◆ **Your goal**: Copy every line of the records that includes the word "underwater".

Content starts

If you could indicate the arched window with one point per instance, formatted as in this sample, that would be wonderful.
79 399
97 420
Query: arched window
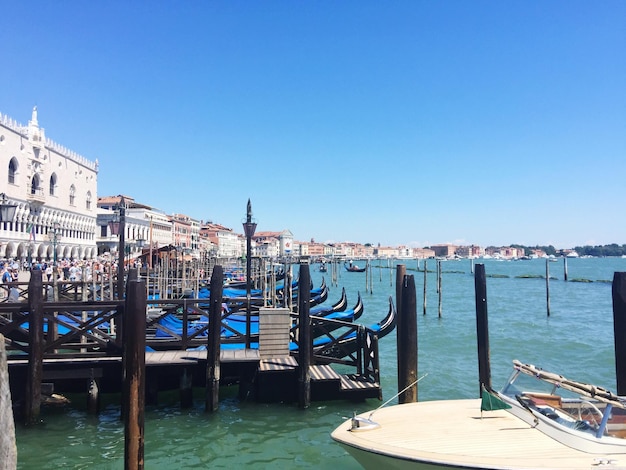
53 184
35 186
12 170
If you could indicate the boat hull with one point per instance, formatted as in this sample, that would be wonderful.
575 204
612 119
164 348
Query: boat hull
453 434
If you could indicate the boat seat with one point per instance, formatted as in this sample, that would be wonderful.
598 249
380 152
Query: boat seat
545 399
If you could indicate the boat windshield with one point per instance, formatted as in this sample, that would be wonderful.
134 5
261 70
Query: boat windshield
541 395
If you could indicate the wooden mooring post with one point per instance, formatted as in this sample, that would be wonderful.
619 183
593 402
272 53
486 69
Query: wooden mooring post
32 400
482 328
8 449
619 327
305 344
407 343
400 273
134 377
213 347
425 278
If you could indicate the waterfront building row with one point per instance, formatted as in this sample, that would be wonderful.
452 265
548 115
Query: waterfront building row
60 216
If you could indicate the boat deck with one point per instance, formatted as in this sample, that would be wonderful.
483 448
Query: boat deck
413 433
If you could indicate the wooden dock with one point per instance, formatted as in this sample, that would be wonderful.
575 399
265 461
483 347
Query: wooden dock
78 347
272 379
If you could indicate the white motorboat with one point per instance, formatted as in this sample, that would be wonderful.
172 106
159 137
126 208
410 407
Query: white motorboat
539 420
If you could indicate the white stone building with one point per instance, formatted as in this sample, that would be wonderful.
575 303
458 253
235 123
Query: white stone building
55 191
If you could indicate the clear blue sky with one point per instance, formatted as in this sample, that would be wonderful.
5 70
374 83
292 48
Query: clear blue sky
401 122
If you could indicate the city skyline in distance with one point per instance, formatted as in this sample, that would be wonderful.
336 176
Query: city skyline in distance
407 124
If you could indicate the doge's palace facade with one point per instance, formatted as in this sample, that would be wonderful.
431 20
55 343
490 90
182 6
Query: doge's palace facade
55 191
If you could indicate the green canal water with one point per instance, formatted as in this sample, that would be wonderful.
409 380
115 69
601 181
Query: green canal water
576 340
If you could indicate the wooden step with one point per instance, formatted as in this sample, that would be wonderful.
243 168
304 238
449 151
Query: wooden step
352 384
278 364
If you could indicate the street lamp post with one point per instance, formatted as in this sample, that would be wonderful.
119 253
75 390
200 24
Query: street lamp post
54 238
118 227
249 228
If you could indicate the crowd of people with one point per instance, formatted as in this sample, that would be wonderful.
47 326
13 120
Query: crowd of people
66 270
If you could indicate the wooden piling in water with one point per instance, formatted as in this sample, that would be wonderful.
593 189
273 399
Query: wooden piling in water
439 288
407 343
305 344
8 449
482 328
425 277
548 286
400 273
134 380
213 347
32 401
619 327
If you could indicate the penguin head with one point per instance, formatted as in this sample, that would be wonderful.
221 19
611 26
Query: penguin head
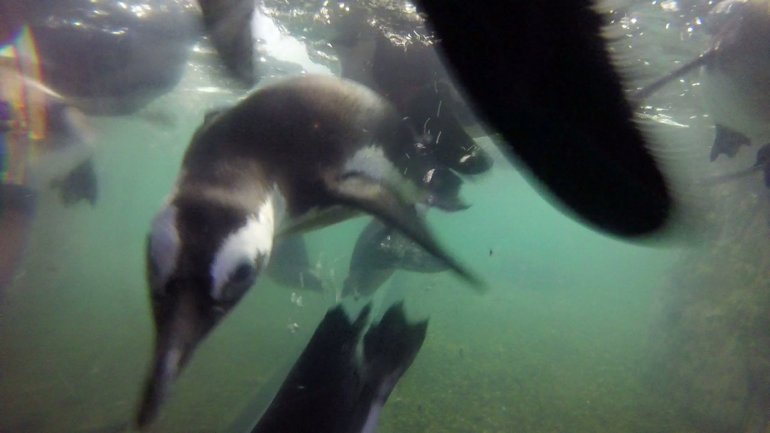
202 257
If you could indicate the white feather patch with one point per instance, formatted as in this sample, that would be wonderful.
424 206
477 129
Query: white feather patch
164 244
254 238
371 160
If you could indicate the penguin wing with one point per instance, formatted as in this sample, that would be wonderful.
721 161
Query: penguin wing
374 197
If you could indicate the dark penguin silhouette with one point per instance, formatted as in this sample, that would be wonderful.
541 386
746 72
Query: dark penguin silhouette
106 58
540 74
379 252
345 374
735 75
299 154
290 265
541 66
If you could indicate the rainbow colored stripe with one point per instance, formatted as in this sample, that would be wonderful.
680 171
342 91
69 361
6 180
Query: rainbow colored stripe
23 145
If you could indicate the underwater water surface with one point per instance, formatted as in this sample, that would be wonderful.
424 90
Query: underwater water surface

Content ends

◆ **Task solution**:
If you could indicate the underwater water surface with one point per instance, formatted as in this sample, that would be wonderful.
Query: underwater water surface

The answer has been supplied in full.